◆ Exercise requirements
Render the stretch of the data from the line containing "Exercise. Mark every instance of the sunset" through the end of the data as a JSON list of strings, one string per line, with blank lines left out.

◆ Extracted entries
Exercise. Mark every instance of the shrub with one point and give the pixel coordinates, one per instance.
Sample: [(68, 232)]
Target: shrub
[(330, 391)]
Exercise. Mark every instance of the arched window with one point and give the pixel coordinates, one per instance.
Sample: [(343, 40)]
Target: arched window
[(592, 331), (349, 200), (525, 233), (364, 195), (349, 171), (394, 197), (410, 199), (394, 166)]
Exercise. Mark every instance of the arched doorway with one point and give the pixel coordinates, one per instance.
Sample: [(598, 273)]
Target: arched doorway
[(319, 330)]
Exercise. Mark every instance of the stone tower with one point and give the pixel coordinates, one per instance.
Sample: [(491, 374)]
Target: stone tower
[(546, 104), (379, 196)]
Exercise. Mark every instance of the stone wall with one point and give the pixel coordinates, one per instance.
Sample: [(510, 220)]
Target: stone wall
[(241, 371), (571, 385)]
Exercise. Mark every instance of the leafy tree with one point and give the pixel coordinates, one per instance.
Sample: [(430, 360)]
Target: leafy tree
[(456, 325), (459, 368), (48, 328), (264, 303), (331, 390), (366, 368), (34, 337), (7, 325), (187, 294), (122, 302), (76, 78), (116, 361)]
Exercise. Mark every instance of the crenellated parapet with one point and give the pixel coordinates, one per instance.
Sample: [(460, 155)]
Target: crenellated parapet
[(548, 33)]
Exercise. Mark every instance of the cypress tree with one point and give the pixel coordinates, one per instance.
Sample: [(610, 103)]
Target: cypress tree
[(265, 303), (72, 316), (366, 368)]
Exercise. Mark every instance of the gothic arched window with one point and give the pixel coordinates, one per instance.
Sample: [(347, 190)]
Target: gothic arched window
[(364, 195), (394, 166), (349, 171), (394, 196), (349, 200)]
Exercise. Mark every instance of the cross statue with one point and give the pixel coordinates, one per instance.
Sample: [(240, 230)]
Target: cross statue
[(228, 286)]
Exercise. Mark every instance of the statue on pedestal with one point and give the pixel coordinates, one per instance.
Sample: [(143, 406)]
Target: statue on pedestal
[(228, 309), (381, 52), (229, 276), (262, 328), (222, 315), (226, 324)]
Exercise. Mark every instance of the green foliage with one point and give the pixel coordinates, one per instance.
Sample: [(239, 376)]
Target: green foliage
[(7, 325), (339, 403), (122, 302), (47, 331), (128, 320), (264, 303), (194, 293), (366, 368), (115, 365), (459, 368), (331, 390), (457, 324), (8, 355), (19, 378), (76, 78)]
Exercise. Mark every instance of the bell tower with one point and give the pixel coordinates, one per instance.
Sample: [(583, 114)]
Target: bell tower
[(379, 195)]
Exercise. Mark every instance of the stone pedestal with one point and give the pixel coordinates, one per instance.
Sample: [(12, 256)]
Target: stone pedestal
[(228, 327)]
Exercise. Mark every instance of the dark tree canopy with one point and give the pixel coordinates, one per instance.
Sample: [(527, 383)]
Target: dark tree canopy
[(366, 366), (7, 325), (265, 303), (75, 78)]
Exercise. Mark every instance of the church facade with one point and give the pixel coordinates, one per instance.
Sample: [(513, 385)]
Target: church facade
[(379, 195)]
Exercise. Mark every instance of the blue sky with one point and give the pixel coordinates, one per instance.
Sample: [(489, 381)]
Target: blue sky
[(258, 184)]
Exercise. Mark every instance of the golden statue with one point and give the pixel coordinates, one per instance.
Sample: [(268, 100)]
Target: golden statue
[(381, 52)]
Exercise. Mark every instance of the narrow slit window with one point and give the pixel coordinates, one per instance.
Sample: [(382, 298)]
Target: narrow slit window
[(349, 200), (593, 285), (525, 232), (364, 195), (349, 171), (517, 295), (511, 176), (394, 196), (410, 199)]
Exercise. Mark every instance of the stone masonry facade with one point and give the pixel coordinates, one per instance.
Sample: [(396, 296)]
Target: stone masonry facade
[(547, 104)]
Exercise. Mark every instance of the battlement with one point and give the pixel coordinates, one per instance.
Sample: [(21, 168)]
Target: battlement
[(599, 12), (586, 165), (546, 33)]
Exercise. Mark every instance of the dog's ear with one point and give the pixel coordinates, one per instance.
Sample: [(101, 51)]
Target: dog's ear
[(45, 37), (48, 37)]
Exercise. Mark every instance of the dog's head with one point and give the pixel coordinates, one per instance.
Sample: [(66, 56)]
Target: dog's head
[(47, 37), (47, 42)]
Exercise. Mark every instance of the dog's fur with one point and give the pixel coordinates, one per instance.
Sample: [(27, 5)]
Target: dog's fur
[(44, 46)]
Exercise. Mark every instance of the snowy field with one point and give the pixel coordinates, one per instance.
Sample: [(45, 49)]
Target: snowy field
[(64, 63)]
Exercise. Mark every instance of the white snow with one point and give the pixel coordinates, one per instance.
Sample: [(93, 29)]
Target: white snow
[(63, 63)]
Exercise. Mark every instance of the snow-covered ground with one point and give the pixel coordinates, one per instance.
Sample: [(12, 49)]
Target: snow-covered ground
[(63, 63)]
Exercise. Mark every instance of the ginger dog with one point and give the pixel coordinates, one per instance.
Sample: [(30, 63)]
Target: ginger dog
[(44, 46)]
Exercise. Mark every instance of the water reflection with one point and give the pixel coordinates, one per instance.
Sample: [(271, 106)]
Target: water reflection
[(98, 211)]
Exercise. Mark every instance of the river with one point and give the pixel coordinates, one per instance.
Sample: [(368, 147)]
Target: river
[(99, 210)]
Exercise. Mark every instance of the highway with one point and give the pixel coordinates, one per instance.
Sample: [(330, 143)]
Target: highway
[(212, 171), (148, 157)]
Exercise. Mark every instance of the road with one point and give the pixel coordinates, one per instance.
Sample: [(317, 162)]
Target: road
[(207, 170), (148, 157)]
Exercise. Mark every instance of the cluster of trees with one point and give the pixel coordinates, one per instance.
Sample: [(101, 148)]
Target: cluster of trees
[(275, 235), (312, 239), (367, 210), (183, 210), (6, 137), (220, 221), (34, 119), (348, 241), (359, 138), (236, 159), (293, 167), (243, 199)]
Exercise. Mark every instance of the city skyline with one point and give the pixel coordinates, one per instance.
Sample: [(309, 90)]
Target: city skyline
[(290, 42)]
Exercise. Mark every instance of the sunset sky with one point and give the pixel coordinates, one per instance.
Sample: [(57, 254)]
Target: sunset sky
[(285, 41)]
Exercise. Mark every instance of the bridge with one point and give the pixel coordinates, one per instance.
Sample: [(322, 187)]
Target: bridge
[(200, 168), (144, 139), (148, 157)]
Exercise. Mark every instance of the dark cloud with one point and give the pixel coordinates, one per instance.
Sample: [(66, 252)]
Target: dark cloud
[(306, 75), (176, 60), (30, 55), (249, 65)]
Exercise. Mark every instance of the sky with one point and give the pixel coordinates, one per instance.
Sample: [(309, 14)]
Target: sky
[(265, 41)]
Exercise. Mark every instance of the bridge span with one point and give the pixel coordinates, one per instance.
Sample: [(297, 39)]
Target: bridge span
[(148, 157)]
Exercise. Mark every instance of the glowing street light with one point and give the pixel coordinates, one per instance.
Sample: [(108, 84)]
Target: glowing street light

◆ Response
[
  "Exercise. Mark every instance of the sunset sky with one point and give the pixel coordinates, one per instance.",
  "Sample: [(57, 254)]",
  "Target: sunset sky",
  "[(285, 41)]",
  "Exercise. Mark every instance of the bridge with one point and give the pixel coordinates, one per instance.",
  "Sample: [(322, 187)]",
  "Target: bridge",
  "[(200, 168), (144, 139), (148, 157)]",
  "Exercise. Mark every instance of the dark cloud with one point and give the pixel coordinates, one per instance.",
  "Sample: [(66, 252)]",
  "Target: dark cloud",
  "[(306, 75), (176, 60), (30, 55), (249, 65)]",
  "Exercise. Mark every instance of the sky with one point and give the pixel coordinates, one per instance.",
  "Sample: [(309, 14)]",
  "Target: sky",
  "[(265, 41)]",
  "Exercise. Mark every instance of the bridge span with one point and give the pixel coordinates, one per instance.",
  "Sample: [(297, 39)]",
  "Target: bridge span",
  "[(148, 157)]",
  "Exercise. Mark every instance of the glowing street light with one point and give the pixel coordinates, one per instance.",
  "Sample: [(108, 84)]",
  "Target: glowing street light"
]